- 文档节选:
- - -
The next line contains the integer sequence a1; a2..an.
You can assume that all ai belongs [1; n].

Output

Output the number of inverted triples.

Sample Input

4

3 3 2  1

Sample Output

2

题意很简单就是求：满足 ai> aj> ak (i<j<k) 的个数 ，和2008年北京赛区的ping pong很像 ，只不过那题没有重复元素，这题就有，需要离散化

#include <iostream>
#include <cstdio>
#include <cstring>
#include <algorithm>

using namespace std;
#define lowbit(x) x&(-x)
 
const int maxn=5000100;
 
int n,a[maxn],b[maxn],c[maxn],len;
int ans1[maxn],ans2[maxn];
 
void insert(int pos)
{
   for(int i=pos;i<len;i+=lowbit(i))
     a[i]++;
}
int query(int pos)
{
     int sum=0;
     for(int i=pos;i>=1;i-=lowbit(i)) sum+=a[i];
     return sum;
}
int bin(int r,int key)
{
   int l,m;
   l=1,m=1;
   while(l<=r)
   {
      m=(l+r)>>1;
      if(c[m]==key) return m;
      else if(c[m]<key) l=m+1;
      else r=m-1;
   }
}
bool mark[maxn];
int main()
- - -
- 原始摘录:
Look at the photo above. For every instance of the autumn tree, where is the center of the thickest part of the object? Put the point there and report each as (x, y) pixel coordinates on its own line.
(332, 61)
- - -
- 完成下列任务:
(1) 列出逆序三元组题解代码中用 #include 引入的全部头文件。
(2) 根据逆序三元组题解回答：
(a) 样例输出是多少？
(b) 代码中常量 maxn 被设为什么值？
(c) 题解说这道题和哪一道题很像？
(3) 请从 int main() 这一行之后续写逆序三元组题解中的代码。

- 参考答案:
(1)
iostream
cstdio
cstring
algorithm

(2)
(a) 2
(b) 5000100
(c) 2008年北京赛区的ping pong

(3)
{
     int n;
     while(cin>>n)
     {
         memset(a,0,sizeof(a));
     memset(mark,0,sizeof(mark));
     for(int i=1;i<=n;i++)
       cin>>b[i],c[i]=b[i];
     sort(c+1,c+1+n);
     len=1;
      for(int i=1;i<=n;i++) if(c[i]!=c[i-1]) c[len++]=c[i];
      for(int i=1;i<=n;i++) 
      {
         int pos=bin(len-1,b[i]);
         ans1[i]=query(pos); 
         insert(pos);
         mark[pos]=1;
      }
      memset(mark,0,sizeof(mark));
      memset(a,0,sizeof(a));
      for(int i=n;i>=1;i--) 
      {
         int pos=bin(len-1,b[i]);
         if(mark[pos])
           ans2[i]=query(pos-1);
         else ans2[i]=query(pos); 
         insert(pos);
         mark[pos]=1;
      }
      long long sum=0;
       for(int i=1;i<=n;i++)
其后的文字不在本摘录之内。